PROBLEM STATEMENT:
Only the last stretch of the records is wanted: restate word for word the line with "Target: tree trunk" and every line after it.

──────

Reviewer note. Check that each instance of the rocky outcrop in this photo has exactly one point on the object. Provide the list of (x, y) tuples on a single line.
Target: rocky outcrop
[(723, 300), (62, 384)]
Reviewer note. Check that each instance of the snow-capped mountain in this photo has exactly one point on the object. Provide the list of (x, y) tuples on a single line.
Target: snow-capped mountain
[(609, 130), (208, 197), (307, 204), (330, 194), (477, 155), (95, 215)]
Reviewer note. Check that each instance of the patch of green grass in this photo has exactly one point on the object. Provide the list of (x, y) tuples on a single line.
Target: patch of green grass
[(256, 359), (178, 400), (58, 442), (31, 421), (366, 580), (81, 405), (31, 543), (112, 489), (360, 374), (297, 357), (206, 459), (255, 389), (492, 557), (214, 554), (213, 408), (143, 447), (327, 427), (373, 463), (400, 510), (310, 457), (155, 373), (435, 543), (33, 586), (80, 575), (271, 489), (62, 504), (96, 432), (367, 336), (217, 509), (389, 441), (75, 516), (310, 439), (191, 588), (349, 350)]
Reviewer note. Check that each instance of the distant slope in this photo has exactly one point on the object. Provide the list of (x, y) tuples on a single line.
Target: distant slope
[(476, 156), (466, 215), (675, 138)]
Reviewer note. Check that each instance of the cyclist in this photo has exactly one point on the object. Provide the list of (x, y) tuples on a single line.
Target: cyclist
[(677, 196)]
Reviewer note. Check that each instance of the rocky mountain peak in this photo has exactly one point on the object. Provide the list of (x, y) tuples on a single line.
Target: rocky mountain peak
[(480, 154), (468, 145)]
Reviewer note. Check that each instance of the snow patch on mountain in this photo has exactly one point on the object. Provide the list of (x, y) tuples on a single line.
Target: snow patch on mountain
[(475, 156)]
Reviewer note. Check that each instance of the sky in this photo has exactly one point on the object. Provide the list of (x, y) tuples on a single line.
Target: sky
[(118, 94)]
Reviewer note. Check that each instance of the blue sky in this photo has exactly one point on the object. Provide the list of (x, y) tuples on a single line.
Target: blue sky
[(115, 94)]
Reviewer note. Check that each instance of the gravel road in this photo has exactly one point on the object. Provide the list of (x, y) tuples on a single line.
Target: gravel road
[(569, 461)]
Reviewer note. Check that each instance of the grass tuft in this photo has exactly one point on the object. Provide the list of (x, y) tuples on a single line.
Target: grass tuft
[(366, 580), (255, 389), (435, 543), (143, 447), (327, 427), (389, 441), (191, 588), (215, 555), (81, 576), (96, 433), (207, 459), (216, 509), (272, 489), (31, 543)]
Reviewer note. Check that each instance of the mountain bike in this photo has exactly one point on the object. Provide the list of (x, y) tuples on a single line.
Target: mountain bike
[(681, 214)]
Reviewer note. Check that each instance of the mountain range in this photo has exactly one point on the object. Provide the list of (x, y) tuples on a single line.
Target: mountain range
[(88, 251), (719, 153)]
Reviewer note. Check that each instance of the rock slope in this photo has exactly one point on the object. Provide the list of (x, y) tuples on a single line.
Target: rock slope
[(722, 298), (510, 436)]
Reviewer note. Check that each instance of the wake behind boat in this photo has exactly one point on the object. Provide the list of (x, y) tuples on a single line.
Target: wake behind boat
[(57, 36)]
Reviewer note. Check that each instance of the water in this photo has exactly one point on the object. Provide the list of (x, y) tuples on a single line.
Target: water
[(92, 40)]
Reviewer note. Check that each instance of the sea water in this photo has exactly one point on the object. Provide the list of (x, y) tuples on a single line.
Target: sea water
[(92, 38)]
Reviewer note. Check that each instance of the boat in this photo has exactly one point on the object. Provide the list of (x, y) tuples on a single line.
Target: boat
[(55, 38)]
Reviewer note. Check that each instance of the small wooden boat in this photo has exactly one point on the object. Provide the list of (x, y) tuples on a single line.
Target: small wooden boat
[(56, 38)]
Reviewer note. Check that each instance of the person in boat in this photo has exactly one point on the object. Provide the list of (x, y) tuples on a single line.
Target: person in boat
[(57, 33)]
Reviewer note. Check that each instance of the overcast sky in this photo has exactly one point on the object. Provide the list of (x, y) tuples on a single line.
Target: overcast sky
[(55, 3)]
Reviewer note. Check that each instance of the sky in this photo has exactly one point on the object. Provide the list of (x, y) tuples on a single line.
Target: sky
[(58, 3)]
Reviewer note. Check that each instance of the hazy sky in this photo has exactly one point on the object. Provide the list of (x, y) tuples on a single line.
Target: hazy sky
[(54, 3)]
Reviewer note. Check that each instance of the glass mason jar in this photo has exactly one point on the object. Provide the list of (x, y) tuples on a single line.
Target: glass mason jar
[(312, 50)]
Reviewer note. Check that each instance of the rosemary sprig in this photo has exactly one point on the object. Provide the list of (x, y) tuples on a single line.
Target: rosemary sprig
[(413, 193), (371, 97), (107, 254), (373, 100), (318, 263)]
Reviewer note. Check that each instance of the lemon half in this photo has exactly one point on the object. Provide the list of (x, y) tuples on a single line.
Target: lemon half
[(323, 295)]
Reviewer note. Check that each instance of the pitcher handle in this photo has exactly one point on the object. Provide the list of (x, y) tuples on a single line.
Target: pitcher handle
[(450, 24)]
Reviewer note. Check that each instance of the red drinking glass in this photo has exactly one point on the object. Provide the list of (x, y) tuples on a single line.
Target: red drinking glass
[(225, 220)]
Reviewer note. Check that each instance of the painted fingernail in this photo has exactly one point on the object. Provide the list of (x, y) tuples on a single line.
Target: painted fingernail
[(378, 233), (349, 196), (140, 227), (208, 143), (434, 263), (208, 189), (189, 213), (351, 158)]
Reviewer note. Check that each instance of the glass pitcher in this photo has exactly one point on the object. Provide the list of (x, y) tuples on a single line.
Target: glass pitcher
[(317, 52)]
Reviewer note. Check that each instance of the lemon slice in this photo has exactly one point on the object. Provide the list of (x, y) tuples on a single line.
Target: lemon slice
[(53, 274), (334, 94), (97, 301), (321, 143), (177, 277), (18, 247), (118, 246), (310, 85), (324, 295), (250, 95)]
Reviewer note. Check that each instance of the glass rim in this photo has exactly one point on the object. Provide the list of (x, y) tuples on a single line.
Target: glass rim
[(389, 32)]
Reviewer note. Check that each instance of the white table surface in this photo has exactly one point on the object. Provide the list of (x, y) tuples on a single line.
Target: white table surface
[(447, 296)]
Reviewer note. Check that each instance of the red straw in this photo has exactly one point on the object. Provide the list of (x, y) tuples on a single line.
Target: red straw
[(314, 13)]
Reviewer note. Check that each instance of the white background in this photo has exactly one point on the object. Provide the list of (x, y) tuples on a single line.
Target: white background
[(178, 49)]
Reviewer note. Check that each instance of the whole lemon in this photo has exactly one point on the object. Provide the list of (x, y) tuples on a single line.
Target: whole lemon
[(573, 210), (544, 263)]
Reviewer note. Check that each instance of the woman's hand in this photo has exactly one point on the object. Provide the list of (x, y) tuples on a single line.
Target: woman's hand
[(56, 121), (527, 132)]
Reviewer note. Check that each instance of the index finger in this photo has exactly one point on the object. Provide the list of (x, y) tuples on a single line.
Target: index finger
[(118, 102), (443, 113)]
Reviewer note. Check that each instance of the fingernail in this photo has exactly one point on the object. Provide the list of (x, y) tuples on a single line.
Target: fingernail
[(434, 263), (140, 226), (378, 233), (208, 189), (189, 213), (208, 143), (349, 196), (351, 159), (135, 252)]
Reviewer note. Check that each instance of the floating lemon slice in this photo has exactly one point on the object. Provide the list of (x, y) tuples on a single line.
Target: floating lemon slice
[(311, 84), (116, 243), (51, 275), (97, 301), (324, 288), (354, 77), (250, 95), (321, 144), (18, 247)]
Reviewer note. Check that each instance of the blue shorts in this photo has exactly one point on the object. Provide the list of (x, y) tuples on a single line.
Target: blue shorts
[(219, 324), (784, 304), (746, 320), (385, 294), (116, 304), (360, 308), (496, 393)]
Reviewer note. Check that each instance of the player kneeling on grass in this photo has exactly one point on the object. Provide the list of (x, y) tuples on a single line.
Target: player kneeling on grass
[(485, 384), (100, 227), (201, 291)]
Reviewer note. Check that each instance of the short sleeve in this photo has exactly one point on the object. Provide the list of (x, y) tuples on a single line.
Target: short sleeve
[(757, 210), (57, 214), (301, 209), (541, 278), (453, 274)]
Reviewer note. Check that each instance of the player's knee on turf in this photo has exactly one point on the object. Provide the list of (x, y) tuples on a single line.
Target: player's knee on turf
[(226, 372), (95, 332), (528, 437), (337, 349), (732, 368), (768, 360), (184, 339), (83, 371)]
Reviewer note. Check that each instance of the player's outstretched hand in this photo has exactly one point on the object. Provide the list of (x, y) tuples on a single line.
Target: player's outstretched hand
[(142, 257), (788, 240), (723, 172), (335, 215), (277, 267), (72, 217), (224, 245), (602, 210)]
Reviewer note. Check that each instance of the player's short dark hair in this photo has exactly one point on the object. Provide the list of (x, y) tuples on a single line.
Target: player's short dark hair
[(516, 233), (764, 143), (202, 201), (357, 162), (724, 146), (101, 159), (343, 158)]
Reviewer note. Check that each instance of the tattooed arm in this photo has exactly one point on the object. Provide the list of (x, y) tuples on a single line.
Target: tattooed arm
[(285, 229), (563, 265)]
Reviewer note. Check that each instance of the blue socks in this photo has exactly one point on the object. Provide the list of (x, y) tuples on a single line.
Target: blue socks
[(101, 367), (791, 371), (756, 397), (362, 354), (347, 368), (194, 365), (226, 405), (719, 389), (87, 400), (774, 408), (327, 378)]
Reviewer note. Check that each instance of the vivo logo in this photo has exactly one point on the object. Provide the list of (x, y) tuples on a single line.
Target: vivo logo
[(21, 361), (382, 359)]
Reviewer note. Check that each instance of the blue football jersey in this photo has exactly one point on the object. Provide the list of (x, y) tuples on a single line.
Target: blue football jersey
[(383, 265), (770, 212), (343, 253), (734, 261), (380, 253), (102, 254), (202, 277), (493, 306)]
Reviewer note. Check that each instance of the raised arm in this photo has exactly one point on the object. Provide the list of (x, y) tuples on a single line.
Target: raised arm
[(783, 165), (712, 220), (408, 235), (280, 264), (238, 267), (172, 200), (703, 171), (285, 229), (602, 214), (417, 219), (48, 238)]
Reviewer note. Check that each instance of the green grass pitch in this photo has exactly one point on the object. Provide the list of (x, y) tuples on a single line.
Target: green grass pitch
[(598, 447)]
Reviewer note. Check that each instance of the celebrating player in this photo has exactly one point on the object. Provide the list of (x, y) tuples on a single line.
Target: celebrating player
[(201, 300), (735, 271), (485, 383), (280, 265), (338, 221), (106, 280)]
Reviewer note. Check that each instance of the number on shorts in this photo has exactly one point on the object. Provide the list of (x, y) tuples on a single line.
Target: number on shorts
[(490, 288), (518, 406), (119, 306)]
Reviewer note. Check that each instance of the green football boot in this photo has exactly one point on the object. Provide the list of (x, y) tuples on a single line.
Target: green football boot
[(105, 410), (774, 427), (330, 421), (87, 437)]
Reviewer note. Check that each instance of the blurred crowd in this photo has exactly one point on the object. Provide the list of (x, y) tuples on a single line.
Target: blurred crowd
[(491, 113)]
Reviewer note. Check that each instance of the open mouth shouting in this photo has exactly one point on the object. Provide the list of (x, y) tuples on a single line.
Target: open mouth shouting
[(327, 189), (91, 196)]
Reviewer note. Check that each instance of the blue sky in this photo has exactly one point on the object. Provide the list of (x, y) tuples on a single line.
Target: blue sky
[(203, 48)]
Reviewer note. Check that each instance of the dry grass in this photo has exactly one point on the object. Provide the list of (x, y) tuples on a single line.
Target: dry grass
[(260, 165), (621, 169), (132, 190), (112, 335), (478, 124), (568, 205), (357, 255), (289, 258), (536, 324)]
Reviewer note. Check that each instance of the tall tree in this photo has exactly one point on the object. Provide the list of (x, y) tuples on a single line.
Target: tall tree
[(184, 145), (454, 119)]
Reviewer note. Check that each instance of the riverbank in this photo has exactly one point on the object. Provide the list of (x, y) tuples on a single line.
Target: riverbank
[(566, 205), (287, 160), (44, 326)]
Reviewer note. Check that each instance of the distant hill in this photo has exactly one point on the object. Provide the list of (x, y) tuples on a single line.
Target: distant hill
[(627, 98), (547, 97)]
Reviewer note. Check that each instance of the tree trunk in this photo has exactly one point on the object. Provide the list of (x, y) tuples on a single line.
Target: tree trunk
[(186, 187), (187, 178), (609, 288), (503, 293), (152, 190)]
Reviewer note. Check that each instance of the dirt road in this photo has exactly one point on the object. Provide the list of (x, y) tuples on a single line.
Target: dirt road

──────

REPLY:
Target: tree trunk
[(186, 187), (187, 178), (609, 288), (503, 293), (152, 190)]
Reviewer note. Check that each instance of the dirt road in this photo has exactly one point on the object. Provide the list of (x, y) tuples on a single line.
Target: dirt road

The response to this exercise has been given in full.